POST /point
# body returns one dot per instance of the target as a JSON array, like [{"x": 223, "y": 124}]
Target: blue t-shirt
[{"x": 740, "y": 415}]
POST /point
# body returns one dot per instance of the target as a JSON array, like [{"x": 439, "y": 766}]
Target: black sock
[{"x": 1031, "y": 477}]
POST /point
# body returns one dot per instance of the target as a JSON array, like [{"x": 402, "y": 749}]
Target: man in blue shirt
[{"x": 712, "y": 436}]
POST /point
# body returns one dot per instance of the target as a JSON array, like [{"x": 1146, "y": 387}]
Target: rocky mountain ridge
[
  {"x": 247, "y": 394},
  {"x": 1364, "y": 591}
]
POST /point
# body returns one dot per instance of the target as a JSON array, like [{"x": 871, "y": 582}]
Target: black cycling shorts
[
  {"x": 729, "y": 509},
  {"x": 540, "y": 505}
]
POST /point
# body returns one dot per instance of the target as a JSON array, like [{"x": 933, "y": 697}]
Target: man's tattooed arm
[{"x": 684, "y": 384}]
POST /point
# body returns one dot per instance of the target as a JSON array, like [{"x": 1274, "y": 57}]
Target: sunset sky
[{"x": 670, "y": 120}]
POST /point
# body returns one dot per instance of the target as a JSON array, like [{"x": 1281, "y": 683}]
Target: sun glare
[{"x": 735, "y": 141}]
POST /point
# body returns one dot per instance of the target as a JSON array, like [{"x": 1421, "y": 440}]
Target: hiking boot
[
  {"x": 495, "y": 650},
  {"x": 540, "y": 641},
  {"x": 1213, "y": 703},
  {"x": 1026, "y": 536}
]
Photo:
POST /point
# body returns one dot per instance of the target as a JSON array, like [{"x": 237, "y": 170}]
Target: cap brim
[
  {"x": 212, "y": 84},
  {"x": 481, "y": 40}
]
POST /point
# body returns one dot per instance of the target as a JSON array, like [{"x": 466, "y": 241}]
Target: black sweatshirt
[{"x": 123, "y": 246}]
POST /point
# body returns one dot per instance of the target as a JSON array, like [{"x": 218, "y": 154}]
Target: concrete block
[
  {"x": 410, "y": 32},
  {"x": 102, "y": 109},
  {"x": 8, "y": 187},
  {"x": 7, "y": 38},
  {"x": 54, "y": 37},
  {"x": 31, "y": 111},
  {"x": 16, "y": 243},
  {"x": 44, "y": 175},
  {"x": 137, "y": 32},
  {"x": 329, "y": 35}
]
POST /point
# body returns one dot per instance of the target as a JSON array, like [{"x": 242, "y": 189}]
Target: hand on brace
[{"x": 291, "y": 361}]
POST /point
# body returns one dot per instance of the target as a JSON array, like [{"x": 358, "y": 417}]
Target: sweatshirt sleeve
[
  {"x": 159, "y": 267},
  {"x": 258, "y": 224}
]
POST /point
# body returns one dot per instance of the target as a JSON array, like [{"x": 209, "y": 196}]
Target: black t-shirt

**********

▸ Given problem
Gather every line of the records that contains the string "sweatshirt", treating case as significant, and copy each one.

▸ Written response
Target: black sweatshirt
Target: sweatshirt sleeve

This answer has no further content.